* START *
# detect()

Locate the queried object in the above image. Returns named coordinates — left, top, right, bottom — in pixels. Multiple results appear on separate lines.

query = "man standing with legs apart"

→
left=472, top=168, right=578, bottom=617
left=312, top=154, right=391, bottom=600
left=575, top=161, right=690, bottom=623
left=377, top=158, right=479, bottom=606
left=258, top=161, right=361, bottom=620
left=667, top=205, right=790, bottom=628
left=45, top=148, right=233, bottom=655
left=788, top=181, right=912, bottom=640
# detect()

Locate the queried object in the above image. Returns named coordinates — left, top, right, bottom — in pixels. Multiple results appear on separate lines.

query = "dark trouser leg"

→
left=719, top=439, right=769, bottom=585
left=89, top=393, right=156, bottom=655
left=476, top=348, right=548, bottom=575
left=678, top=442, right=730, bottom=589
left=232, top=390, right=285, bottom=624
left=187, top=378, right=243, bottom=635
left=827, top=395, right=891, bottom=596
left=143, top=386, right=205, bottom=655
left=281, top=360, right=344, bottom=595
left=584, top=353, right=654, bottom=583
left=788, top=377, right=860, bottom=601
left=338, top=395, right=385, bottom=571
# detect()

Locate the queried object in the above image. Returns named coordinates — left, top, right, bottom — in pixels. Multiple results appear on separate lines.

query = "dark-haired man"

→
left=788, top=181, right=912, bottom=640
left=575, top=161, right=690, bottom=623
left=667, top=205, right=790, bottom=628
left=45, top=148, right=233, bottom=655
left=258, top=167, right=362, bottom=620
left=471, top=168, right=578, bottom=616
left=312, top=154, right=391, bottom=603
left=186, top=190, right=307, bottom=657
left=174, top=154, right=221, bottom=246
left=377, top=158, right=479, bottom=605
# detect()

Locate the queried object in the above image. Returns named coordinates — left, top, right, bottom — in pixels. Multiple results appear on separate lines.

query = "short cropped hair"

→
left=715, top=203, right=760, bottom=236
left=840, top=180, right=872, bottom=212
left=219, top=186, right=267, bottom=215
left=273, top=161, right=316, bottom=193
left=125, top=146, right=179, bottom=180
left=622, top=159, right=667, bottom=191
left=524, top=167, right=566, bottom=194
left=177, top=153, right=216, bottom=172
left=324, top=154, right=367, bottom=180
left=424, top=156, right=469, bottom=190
* END *
▶ [Aim]: Write out all four entries above again, character for character, from the first heading through the last line of coordinates.

▶ [In response]:
# detect()

Locate the queried object in the above image. Returns named coordinates — left, top, right, bottom — in pixels. Multiple results appear on separate lines.

query = "man standing with legs apart"

→
left=472, top=168, right=578, bottom=617
left=312, top=154, right=391, bottom=600
left=575, top=161, right=690, bottom=623
left=377, top=158, right=479, bottom=606
left=258, top=161, right=361, bottom=620
left=667, top=205, right=790, bottom=628
left=45, top=148, right=233, bottom=655
left=788, top=181, right=912, bottom=640
# detect()

Locate the queried object in the above image. Returns named coordinates — left, top, right, bottom — in pixels. Multiple results appear on separate lines.

query = "dark trouser leg"

→
left=719, top=439, right=769, bottom=585
left=89, top=393, right=156, bottom=655
left=476, top=348, right=548, bottom=575
left=678, top=442, right=730, bottom=589
left=232, top=390, right=285, bottom=624
left=187, top=378, right=243, bottom=635
left=827, top=395, right=891, bottom=596
left=143, top=386, right=205, bottom=655
left=281, top=360, right=344, bottom=595
left=584, top=353, right=654, bottom=583
left=788, top=377, right=860, bottom=601
left=338, top=395, right=385, bottom=571
# detect()

Locate the queried object in the above image. Returns named coordinates — left, top, right, bottom — in pixels. Multiple results appear on separate lines.

query = "dark-haired man"

→
left=788, top=181, right=912, bottom=640
left=575, top=161, right=690, bottom=623
left=667, top=205, right=790, bottom=628
left=45, top=148, right=233, bottom=655
left=258, top=167, right=362, bottom=620
left=471, top=168, right=578, bottom=616
left=312, top=154, right=391, bottom=603
left=186, top=190, right=307, bottom=657
left=174, top=154, right=221, bottom=246
left=377, top=158, right=479, bottom=605
# detect()

Locate the queried object in the above image. Returns named coordinates — left, top, right, bottom — in pixels. Multiple results appear on separate lines.

query = "short cropped hair"

→
left=715, top=203, right=760, bottom=236
left=840, top=180, right=872, bottom=212
left=219, top=186, right=267, bottom=215
left=273, top=161, right=316, bottom=193
left=125, top=146, right=179, bottom=180
left=622, top=159, right=667, bottom=191
left=524, top=167, right=566, bottom=194
left=177, top=153, right=216, bottom=172
left=324, top=154, right=367, bottom=180
left=424, top=156, right=469, bottom=190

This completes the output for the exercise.